• [Work instructions] Please output only the lines that run from the line containing "the red sandal" through the end of the material below, exactly.

• [Exercise input]

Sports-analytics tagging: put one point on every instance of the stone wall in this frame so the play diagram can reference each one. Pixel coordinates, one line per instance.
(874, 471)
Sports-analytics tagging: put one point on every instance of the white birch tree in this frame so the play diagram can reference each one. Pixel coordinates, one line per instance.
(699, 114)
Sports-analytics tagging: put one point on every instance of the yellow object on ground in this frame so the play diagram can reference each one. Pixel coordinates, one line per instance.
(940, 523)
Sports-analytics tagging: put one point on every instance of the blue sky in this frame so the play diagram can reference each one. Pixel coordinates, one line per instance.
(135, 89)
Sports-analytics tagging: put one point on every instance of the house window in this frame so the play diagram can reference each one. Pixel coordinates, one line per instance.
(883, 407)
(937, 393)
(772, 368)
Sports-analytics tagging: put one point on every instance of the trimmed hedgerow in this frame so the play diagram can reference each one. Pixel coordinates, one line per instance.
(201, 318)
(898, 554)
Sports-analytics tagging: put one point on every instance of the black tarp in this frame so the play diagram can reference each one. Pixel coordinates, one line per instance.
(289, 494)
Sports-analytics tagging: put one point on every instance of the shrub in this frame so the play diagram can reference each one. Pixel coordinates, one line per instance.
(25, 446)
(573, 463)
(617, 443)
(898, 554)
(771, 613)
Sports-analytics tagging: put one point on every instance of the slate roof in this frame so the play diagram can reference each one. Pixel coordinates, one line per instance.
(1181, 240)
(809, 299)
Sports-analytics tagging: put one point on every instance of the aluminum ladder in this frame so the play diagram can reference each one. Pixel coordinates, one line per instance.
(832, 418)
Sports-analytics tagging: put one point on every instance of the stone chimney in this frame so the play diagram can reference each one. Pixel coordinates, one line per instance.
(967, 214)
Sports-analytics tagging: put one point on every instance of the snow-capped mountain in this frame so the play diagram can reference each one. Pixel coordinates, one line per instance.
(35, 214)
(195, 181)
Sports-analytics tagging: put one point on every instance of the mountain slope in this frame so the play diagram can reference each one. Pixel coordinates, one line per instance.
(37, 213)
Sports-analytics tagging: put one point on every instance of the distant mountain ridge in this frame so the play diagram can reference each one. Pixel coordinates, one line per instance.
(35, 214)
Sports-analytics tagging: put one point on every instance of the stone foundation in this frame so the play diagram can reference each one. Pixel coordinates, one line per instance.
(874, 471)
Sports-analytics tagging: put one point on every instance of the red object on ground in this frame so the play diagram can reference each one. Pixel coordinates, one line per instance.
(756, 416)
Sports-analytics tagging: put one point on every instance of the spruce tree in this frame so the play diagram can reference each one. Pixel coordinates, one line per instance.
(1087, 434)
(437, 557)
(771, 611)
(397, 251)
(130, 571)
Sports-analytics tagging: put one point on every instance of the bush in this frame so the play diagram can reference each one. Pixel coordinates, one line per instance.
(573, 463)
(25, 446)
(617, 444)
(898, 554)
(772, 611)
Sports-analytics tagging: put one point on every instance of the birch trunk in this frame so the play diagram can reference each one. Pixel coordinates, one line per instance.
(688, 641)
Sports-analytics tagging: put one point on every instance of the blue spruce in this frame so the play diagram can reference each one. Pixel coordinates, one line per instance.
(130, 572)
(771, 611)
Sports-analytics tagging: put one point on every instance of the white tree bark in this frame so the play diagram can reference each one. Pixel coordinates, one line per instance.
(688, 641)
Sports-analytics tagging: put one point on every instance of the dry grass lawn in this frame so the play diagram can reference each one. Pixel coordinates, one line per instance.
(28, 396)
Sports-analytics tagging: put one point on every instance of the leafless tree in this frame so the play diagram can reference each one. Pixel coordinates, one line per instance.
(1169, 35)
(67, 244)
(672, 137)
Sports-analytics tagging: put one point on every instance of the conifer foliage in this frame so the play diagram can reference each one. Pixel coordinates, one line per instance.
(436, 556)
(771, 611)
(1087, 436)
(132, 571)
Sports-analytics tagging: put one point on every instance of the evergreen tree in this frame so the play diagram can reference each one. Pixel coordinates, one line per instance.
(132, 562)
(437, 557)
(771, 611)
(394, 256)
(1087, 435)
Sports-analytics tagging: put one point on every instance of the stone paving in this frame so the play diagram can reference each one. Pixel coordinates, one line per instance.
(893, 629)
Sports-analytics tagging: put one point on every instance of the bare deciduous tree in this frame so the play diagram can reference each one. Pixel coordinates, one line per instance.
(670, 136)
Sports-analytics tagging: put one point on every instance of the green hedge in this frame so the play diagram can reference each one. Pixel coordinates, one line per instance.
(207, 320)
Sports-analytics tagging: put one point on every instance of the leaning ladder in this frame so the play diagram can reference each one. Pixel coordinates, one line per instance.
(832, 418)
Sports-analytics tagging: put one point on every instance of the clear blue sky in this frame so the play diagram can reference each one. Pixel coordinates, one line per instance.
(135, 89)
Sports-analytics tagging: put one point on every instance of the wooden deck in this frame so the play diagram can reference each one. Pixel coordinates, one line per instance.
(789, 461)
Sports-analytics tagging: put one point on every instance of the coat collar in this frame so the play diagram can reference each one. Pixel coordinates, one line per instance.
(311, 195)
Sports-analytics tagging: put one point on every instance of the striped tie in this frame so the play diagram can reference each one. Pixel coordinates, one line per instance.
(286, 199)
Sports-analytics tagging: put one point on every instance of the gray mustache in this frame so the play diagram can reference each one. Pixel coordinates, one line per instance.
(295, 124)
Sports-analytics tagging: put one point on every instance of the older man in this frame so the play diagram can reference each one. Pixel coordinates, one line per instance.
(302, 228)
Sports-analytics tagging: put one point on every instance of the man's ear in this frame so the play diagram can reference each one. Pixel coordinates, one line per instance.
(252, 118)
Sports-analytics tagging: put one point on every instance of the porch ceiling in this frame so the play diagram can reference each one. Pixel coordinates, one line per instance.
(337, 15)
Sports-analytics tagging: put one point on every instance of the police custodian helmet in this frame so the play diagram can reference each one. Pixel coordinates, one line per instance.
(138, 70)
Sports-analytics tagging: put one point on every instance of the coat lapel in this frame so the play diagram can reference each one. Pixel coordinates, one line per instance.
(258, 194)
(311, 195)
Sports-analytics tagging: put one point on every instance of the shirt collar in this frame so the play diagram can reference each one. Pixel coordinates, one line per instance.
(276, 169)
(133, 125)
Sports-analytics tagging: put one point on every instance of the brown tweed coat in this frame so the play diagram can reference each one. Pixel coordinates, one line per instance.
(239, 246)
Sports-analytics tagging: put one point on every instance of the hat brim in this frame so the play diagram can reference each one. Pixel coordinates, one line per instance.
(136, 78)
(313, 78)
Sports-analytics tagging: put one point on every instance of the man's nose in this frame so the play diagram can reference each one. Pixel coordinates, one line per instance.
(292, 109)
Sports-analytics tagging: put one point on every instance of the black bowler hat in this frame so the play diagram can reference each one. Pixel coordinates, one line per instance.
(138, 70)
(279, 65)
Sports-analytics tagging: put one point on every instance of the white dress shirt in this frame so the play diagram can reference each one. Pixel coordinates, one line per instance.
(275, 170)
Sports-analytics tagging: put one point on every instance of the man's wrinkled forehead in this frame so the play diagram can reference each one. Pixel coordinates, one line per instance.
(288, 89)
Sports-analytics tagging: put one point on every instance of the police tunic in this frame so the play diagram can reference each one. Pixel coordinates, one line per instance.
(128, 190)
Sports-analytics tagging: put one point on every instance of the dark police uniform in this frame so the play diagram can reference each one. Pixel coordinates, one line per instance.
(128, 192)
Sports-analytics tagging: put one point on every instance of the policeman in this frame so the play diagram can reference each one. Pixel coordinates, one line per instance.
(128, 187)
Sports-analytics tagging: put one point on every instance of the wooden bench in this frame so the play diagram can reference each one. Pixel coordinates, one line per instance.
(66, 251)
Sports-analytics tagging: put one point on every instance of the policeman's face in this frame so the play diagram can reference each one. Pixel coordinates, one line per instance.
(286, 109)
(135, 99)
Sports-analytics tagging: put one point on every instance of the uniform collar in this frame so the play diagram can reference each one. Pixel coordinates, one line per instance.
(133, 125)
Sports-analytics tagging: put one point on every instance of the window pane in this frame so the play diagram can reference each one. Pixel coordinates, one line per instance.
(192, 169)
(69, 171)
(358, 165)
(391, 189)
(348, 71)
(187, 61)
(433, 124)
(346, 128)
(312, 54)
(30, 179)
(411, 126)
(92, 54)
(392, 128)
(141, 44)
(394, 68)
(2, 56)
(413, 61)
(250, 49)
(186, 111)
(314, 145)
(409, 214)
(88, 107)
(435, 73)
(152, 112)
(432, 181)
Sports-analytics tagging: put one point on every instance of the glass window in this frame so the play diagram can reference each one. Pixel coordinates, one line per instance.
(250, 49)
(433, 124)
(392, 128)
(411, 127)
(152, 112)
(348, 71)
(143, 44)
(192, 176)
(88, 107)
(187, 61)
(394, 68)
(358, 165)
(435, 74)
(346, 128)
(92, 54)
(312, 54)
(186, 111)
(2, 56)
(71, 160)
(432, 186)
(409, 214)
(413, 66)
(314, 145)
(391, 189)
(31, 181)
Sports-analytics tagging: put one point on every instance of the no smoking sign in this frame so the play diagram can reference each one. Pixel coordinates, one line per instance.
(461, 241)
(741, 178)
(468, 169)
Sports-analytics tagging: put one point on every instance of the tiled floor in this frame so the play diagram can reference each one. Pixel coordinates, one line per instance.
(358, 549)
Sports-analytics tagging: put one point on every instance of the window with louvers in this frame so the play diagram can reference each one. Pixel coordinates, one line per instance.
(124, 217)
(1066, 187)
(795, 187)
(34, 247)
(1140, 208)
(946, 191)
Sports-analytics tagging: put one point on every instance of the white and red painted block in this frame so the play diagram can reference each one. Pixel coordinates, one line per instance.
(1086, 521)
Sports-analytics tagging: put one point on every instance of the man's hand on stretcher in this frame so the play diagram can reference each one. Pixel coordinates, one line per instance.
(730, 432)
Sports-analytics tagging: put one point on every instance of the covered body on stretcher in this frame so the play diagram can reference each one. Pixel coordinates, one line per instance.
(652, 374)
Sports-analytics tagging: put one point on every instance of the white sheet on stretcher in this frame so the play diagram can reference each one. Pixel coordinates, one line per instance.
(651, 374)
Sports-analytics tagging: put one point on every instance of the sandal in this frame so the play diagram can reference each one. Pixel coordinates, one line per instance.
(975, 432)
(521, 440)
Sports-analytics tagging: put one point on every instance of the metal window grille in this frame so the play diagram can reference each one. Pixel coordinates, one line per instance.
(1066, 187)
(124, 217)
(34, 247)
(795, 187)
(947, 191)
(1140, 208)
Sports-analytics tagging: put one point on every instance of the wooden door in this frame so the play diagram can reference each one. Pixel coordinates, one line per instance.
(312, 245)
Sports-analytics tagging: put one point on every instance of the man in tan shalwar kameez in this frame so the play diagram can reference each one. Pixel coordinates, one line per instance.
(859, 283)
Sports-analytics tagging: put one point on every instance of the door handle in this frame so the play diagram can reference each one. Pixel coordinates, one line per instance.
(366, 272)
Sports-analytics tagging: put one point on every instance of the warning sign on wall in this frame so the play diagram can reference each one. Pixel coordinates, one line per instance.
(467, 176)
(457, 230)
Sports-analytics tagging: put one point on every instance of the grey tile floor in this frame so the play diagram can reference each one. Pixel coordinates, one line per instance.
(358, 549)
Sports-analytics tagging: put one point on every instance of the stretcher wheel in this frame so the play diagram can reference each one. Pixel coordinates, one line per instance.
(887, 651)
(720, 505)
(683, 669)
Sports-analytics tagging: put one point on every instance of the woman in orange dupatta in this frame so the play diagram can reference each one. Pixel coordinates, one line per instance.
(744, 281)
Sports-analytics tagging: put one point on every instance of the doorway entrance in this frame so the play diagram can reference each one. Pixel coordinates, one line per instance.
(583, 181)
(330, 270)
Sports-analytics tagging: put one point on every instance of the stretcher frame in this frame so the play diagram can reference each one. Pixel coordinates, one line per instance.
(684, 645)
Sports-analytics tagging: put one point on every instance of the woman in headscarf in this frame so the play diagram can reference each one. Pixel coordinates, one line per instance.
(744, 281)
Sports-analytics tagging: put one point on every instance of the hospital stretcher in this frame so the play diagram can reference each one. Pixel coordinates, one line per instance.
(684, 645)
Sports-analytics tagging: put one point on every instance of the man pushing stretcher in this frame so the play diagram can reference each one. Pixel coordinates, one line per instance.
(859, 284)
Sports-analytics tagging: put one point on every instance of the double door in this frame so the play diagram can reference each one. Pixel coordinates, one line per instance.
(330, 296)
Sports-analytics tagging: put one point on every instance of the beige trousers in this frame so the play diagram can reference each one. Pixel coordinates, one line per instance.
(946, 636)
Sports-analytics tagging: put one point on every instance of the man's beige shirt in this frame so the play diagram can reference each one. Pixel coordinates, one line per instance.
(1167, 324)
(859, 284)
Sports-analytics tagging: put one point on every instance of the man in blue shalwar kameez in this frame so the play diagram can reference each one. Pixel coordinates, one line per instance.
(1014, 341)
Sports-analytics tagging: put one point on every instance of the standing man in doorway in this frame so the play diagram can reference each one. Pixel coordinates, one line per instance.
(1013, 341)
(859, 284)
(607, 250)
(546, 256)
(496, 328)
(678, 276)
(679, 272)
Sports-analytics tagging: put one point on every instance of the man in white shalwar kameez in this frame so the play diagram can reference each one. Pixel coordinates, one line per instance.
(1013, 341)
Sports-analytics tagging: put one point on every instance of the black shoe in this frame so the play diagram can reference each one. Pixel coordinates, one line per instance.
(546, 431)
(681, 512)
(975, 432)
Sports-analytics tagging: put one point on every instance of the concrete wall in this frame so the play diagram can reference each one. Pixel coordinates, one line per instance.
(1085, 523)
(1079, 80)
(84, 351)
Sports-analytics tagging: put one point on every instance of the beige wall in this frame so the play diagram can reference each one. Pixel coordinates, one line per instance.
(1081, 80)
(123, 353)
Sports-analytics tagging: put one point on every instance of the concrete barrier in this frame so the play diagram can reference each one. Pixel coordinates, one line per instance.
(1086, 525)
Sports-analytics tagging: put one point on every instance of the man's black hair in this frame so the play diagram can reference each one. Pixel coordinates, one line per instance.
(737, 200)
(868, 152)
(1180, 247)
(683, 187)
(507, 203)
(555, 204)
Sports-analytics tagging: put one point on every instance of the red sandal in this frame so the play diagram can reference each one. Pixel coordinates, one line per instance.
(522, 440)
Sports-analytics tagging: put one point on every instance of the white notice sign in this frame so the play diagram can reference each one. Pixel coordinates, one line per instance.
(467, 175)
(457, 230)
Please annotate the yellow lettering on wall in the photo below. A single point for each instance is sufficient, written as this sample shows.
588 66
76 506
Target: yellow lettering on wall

• [Exercise response]
Sports-analytics tagging: put one point on every instance of the red sandal in this frame so the play diagram can reference each one. Pixel coordinates, one line per instance.
(522, 440)
Sports-analytics tagging: put one point on every instance of the white notice sign in this frame so the play diagram can reference each one. Pixel coordinates, one line per instance.
(467, 175)
(457, 230)
Please annotate the yellow lettering on wall in the photo below. A single point for each instance is sufficient, written as this sample shows.
588 66
76 506
Target: yellow lettering on wall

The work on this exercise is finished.